== MATERIAL SHOWN ==

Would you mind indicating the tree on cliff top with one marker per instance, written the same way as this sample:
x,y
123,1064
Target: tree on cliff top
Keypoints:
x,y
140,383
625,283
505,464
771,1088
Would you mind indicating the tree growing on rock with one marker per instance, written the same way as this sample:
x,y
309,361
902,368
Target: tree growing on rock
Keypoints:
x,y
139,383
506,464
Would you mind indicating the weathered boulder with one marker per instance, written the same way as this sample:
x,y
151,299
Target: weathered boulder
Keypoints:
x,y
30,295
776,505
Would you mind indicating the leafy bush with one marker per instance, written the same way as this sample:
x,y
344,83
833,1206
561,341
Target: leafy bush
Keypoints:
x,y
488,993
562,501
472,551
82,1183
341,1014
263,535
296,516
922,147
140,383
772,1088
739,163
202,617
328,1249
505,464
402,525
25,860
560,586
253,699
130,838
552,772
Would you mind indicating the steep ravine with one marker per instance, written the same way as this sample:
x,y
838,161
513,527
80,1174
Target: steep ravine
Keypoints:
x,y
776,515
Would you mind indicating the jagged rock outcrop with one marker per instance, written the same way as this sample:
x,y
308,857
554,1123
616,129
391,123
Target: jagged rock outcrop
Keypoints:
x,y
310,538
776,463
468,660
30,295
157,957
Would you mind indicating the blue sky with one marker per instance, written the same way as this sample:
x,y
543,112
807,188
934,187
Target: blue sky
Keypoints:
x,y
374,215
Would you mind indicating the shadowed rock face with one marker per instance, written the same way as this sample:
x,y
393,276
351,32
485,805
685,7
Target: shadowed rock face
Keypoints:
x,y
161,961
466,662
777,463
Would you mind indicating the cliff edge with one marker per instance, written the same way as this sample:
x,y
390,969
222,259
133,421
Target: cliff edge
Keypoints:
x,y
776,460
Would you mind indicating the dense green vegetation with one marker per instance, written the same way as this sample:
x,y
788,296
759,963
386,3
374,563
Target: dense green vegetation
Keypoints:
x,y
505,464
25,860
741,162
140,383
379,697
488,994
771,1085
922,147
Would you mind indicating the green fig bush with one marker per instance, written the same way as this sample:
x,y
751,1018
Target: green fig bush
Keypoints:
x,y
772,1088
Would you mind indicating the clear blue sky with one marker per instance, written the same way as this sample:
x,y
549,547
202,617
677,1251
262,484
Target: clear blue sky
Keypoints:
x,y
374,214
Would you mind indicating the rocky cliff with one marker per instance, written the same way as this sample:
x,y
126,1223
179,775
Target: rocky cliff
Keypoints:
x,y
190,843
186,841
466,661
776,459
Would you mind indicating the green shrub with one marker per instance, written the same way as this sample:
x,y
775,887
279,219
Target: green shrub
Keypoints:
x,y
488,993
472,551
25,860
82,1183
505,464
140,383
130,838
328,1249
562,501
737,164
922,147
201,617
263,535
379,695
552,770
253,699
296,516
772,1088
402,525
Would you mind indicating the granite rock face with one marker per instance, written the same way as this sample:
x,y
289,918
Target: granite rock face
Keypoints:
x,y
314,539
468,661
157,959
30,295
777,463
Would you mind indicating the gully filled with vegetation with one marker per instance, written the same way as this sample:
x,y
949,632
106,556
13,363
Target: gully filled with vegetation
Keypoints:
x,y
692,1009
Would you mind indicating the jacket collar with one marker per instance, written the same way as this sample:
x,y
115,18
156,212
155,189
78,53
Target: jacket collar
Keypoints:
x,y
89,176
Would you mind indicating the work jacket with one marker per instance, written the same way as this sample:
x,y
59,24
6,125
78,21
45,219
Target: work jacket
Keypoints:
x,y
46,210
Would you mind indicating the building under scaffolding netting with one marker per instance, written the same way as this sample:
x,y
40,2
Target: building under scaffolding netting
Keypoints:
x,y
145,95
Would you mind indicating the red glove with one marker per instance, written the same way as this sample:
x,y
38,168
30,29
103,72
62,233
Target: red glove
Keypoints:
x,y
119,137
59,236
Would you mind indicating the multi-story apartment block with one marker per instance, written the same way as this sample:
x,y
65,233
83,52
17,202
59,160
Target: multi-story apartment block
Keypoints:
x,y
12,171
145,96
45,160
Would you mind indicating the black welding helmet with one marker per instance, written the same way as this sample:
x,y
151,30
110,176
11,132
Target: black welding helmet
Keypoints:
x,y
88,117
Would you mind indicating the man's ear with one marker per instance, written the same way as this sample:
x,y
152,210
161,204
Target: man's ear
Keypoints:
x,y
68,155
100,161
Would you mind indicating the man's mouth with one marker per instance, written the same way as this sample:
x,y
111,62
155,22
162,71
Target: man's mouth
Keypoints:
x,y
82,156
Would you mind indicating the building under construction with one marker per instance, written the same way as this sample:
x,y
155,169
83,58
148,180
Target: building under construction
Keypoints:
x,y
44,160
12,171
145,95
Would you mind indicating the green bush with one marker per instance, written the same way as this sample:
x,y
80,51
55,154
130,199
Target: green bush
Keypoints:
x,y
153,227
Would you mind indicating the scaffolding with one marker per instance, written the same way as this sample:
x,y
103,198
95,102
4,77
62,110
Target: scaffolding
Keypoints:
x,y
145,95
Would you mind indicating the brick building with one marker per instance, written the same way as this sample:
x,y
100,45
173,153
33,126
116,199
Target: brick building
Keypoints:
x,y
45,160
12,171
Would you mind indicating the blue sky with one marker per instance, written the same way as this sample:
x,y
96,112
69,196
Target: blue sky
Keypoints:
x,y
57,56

===

(THE REQUEST):
Every record above must be duplicated exactly.

(RESULT OF THE EXERCISE):
Would you mind indicating the tree on cliff top with one marker per instance, written the same way as this sample:
x,y
123,1064
Target: tree on cliff top
Keypoints:
x,y
140,383
625,283
505,464
771,1088
Would you mind indicating the tree growing on rock with one marker per instance, written the same way as this sample:
x,y
309,361
902,368
Target: tree growing on rock
Keypoints:
x,y
139,383
506,464
Would you mind indicating the weathered boulder with one marker per instance, written the same way as this sample:
x,y
151,299
Target: weathered boulder
Keypoints:
x,y
30,295
776,505
Would you mind indicating the leafy bush with one marker per instance, written the same way as this sample:
x,y
344,83
833,1206
561,341
Target: leafy bush
Keypoints:
x,y
488,993
562,501
472,551
82,1183
341,1014
263,535
296,516
922,147
140,383
772,1088
739,163
202,617
328,1249
505,464
402,525
25,860
560,586
253,699
130,838
552,772
Would you mind indicating the steep ravine with one marker per instance, written the same way as this sample:
x,y
838,161
513,527
80,1174
Target: steep ravine
Keypoints:
x,y
776,515
Would you mind indicating the jagged rock outcrop with one marker per instance, written the same way as this sample:
x,y
308,857
554,1123
616,129
391,123
Target: jagged rock outcrop
Keypoints:
x,y
310,538
776,463
468,660
30,295
157,957
Would you mind indicating the blue sky with one marker per instance, written the same way as this sample:
x,y
543,112
807,188
934,187
Target: blue sky
Keypoints:
x,y
374,215
Would you mind indicating the shadowed rock face with one marker per instance, written the same way as this sample:
x,y
393,276
351,32
485,805
685,7
Target: shadowed rock face
Keypoints:
x,y
161,961
466,662
777,463
Would you mind indicating the cliff edge with one marker per instance, written the same way as this sample:
x,y
390,969
222,259
133,421
Target: cliff edge
Keypoints:
x,y
776,460
Would you mind indicating the dense green vegetation with one marker per instance, written the same way as this sample:
x,y
788,296
759,963
386,3
374,563
Target: dense green vegetation
Keypoints:
x,y
505,464
25,860
741,162
140,383
379,697
488,994
771,1085
922,147
Would you mind indicating the green fig bush with one marker per instance, written the same way as this sample:
x,y
751,1018
Target: green fig bush
Keypoints:
x,y
772,1088
Would you mind indicating the clear blue sky with one marker per instance, written the same way as this sample:
x,y
549,547
202,617
677,1251
262,484
Target: clear blue sky
Keypoints:
x,y
374,214
Would you mind indicating the rocky cliff with one marker per instance, written the same way as this sample:
x,y
126,1223
179,775
Target: rocky cliff
Keypoints:
x,y
190,843
186,841
466,661
776,459
Would you mind indicating the green shrub with one marker per instance, written the same way as this sample:
x,y
775,887
279,219
Target: green shrub
Keypoints:
x,y
488,993
472,551
25,860
82,1183
505,464
140,383
130,838
328,1249
562,501
737,164
922,147
201,617
263,535
379,695
552,770
253,699
296,516
772,1088
402,525
Would you mind indicating the granite rock face with one marker per instance, written the same way as this sample:
x,y
289,918
Target: granite rock face
Keypoints:
x,y
314,539
468,661
157,959
30,295
777,463
Would you mind indicating the gully filled with vegetation with one marker per instance, written the same way as this sample:
x,y
949,632
106,556
13,363
Target: gully filled with vegetation
Keypoints:
x,y
692,1009
Would you mind indicating the jacket collar with one marker per instance, written the same way as this sample:
x,y
115,18
156,212
155,189
78,53
Target: jacket collar
Keypoints:
x,y
89,176
Would you mind indicating the work jacket with one marker per instance, written the same way as this sample:
x,y
59,24
6,125
78,21
45,219
Target: work jacket
Keypoints:
x,y
46,210
Would you mind indicating the building under scaffolding netting with one marker per instance, written the same way as this sample:
x,y
40,2
Target: building under scaffolding netting
Keypoints:
x,y
145,95
Would you mind indicating the red glove with one marker per instance, written the same way as this sample:
x,y
38,168
30,29
103,72
62,233
Target: red glove
Keypoints:
x,y
119,137
59,236
Would you mind indicating the multi-story apartment block with one marker per instance, written the same way as this sample:
x,y
65,233
83,52
17,202
59,160
Target: multi-story apartment block
Keypoints:
x,y
12,171
145,96
45,160
Would you mind indicating the black welding helmet with one marker per instance, written the same way as this sample:
x,y
151,30
110,176
11,132
Target: black welding helmet
Keypoints:
x,y
88,117
Would you mind indicating the man's ear with one marker per instance, written the same way as this sample:
x,y
152,210
161,204
Target: man's ear
Keypoints:
x,y
68,155
100,161
Would you mind indicating the man's mouth with one marker per instance, written the same way as this sample:
x,y
111,62
155,22
162,71
Target: man's mouth
Keypoints:
x,y
82,156
Would you mind indicating the building under construction with one marker per instance, written the same way as this sample:
x,y
155,169
83,58
148,180
Target: building under construction
Keypoints:
x,y
44,160
12,171
145,95
Would you mind indicating the green bush with one marker per instance, written the same way as this sample:
x,y
80,51
55,154
130,199
Target: green bush
Keypoints:
x,y
153,227
Would you mind indicating the scaffolding with one marker per instance, written the same way as this sample:
x,y
103,198
95,102
4,77
62,110
Target: scaffolding
Keypoints:
x,y
145,95
Would you mind indicating the brick building with one marker per instance, written the same way as this sample:
x,y
100,45
173,153
33,126
116,199
Target: brick building
Keypoints:
x,y
45,160
12,171
Would you mind indicating the blue sky with one marker per instance, written the same way as this sample:
x,y
96,112
69,196
Target: blue sky
Keypoints:
x,y
57,56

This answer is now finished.